EXCERPTED PASSAGE –
** begin **

Optional but highly likely to be required by users of the certificate are:
- Either the creation time/date of the certificate, with an optional
expiration period, or an explicit expiration time for the certificate.
- An encoding of the relationship between certifier and keyholder, ie.
why the certifier granted the certificate.
Encodings of the public key and the certifier's signature will include
any information needed to process them, such as signing algorithm,
hashing algorithm and key length. Default signing algorithm is DSS with
a 768 bit key. Default hash is 160 bit SHA.
Certificate Language
The certificate language consists of terms, delmited by semicolons.
Each term has a keyword, optional modifiers and arguments which may
be patterns or strings. Patterns are:
- sim-pat
- A simple pattern language using '*' to mean all strings. In addition,
the "|" character allows the selection of alternates, any of which may
match. "yes|no" matches either "yes" or "no".
A sim-pat may also include a pattern preceded by a "!" character. This
indicates the pattern must not match.
- Regular Expression (regexp)
- A full regular expression as matched by the popular Unix program "egrep"
or the popular "regexp" package by Henry Spencer.
- Anchored regular expression
- A regular expression with an implied '^' at the start, which must match
the beginning of the string being tested. Note that an anchored regexp
can be turned into an unanchored one by placing '.*' at the beginning.
- Fully anchored regular expression
- An anchored regular expression with an implied '$' and the end, so that
the entire expression must match the entire string being tested.
Modifiers
A modifier places limits on a term or set of terms. The term or set
of terms are surrounded in brackets. The closing bracket is followed
by the modifier.
Modifiers are also inherited from
the certifying agency. Thus if a certifier's own permissions only
include a specific set of newsgroups or subnet, they implicitly apply
that limit to all certificates granted by that certifier.
Modifiers are themselves enclosed in brackets, so a modified term
will have two or more adjacent sets of brackets. The first set contains
the term or terms. The latter ones are modifiers. Inside the brackets,
a modifier consists of a keyword, whitespace and any arguments.

** end **

(Pointing and labeling entries)
** begin **

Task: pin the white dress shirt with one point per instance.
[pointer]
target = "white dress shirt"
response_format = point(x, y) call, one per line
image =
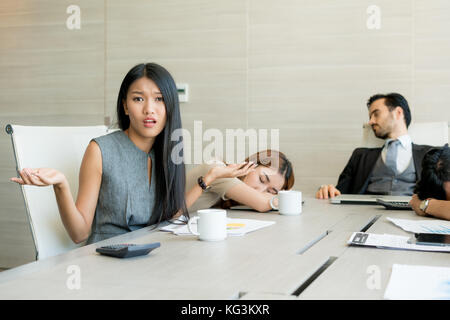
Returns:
point(404, 152)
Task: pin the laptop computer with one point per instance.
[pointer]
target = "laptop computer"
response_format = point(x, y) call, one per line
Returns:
point(367, 199)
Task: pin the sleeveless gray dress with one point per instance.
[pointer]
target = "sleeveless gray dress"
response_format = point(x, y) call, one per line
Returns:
point(126, 199)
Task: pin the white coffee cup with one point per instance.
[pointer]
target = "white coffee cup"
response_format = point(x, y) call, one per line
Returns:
point(211, 224)
point(289, 202)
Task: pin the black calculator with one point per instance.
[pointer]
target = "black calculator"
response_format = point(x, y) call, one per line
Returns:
point(127, 250)
point(394, 205)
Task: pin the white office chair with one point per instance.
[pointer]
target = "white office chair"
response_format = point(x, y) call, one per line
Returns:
point(430, 133)
point(61, 148)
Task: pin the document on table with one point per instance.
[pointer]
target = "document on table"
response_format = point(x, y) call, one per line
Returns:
point(423, 226)
point(388, 241)
point(235, 227)
point(418, 283)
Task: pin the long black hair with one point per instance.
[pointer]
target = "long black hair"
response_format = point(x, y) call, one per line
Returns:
point(435, 171)
point(170, 176)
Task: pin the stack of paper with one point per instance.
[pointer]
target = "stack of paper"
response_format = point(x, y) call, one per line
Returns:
point(389, 241)
point(418, 282)
point(235, 227)
point(423, 226)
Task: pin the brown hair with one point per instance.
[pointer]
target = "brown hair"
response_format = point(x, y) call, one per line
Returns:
point(271, 159)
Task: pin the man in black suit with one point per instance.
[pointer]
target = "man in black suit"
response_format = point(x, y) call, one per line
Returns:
point(390, 170)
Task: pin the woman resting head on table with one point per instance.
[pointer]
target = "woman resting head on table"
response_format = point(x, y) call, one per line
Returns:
point(432, 192)
point(252, 183)
point(127, 178)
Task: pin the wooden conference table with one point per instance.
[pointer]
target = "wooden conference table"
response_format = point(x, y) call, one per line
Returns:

** end **

DIRECTIVE 1 –
In the certificate language excerpt, reproduce the part that opens with the words "- Regular Expression" and closes with "by Henry Spencer.", switching "Unix program" to "Unix utility".
DIRECTIVE 2 –
Turn the paragraph of the certificate language excerpt that begins "Modifiers are themselves enclosed in brackets" into a short list that keeps its main facts.
DIRECTIVE 3 –
Render this sentence from the certificate language excerpt in French: "A modifier places limits on a term or set of terms."
None of this data is needed.

FINAL ANSWER 1 –
- Regular Expression (regexp)
- A full regular expression as matched by the popular Unix utility "egrep"
or the popular "regexp" package by Henry Spencer.

FINAL ANSWER 2 –
- Modifiers are enclosed in brackets, so a modified term has two or more adjacent sets of brackets.
- The first set holds the term or terms; the later sets are modifiers.
- Inside its brackets, a modifier is a keyword, whitespace and any arguments.

FINAL ANSWER 3 –
Un modificateur impose des limites à un terme ou à un ensemble de termes.